BRANO DI TESTO

Su LiberoQuotidiano dell’8 Settembre viene riportata la conversione del no-global Luca Cesarini, attratto dai temi ecclesiali legati ai migranti e all’ecologia. Vale a dire, a temi che erano già suoi, prima della coloritura evangelica. Augurandoci naturalmente la salvezza della sua anima, ci viene da chiedere se si sia lui convertito al Vangelo o piuttosto abbia trovato «un prodotto» in grado di convertire il Vangelo a se stesso, avallando scelte personali di natura morale, ambientale e politica. Qui è il punto: ogni conversione presuppone un rinnegare se stessi, spesso la propria esperienza e la propria spiritualità, in funzione di Cristo. Alcuni, invece, valorizzano talmente tanto la propria esperienza di fede, da sostituire lo stesso Vangelo con se stessi e la propria testimonianza di fede. E chi ascolta non si converte più a Cristo, ma a noi e alla nostra fede. Ma il dio della nostra coscienza ed esperienza è quello vero o una nostra creazione?
di Pierluigi Pavone
È forse scortese a prima vista, impopolare e antipatica, ma mai snob: la mia richiesta che mi venga detto di Cristo e non tanto della vostra esperienza. Non vi crederò, sulla base della vostra spiritualità o su quanto vi emozionate quando parlate dello Spirito Santo. Forse vi scandalizzerete, ma potrebbe essere probabile che ciò in cui crediate sia solo la proiezione della vostra coscienza, un vostro pio desiderio su chi sia Gesù e cosa da Lui inconsciamente volete.
Eppure, è Cristo che antepone alla sua sequela, il rinnegamento di se stessi e ha disposto che tra Sé e noi ci sia soltanto Maria, mediatrice di tutte le Grazie e la Chiesa – di cui Maria è regina – che svolge l’azione sacramentale nel mondo.
Il cattolicesimo è così, bello, logico, diretto.
Mi ha sempre affascinato la figura di Giovanni il Battista: e non per le illazioni pseudo-teologiche sulle sue esperienze essene o mistico-messianiche. Al contrario: mi affascinano i suoi dubbi: sia Matteo, sia Luca riportano il fatto che mentre è in carcere, si informa se Gesù sia il Messia.
Notate bene: per due volte fondamentali non compare mai il dato della esperienza di fede!

Alcune voci

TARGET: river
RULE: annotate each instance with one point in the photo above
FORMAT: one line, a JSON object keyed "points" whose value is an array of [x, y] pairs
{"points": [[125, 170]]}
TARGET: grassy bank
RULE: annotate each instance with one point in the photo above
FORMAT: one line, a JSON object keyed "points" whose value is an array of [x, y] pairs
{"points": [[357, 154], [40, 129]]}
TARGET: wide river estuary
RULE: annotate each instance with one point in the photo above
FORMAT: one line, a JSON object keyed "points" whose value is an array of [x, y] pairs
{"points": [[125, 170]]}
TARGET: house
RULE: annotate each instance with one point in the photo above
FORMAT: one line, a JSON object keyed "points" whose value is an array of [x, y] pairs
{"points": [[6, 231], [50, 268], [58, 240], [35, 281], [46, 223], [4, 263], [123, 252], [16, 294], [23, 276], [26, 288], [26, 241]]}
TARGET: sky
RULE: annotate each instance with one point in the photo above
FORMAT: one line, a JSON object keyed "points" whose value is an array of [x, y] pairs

CONSEGNA SCRITTA 1
Nel brano sulla conversione e sull'esperienza di fede, su quale giornale e in quale giorno viene riportata la conversione di Luca Cesarini?
CONSEGNA SCRITTA 2
Prosegui il brano sulla conversione e sull'esperienza di fede partendo dopo la sua ultima frase.
Per questo lavoro le voci non sono necessarie.

RISPOSTA ATTESA 1
Su LiberoQuotidiano dell'8 settembre.

RISPOSTA ATTESA 2
Prima di tutto, nel caso specifico, Gesù non raccomanda a Giovanni di trovare la risposta nella sua interiorità, non lo invita a nessuna ascesi, né gli raccomanda di ricordare cosa ha sperimentato di Lui. Al contrario, indica di raccontare a Giovanni fatti. Sono i fatti a testimoniare la Verità. Non tanto la propria spiritualità. In secondo luogo e più in generale, avete mai riflettuto su chi era il Battista? Non come figura profetica del tempo, nel ruolo che gli veniva riconosciuto indipendentemente da Cristo. Ciò che sappiamo di lui, a parte il battesimo di Gesù nel Giordano, è di una figura emblematica nella spiritualità ebraica del tempo: la sua vita nel deserto e la sua predicazione di pentimento, così radicale e semplice da colpire lo stesso Erode, anticipano di fatto la vita pubblica di Gesù. Ma prima di questo, il Battista è Giovanni, figlio di Zaccaria e cugino di Gesù. Uno che aveva sussultato nel grembo della madre quando aveva ricevuto la visita di Maria, già incinta del Cristo. Giovanni, il cugino di Gesù, quante occasioni avrà avuto di parlare con la madre, con Maria, con lo stesso Gesù? Possiamo provare a immaginare che se Gesù a dodici anni discute con i dottori della Legge nel Tempio e antepone la volontà del Padre alle preoccupazioni dei genitori, abbia avuto più che una occasione per parlare con Giovanni. Quale esperienza di fede abbiamo del Battista a proposito del Cristo? Quale esigenza hanno avuto gli evangelisti – specialmente il Vangelo di Giovanni – di raccontare la testimonianza del Battista su chi era per lui il Cristo.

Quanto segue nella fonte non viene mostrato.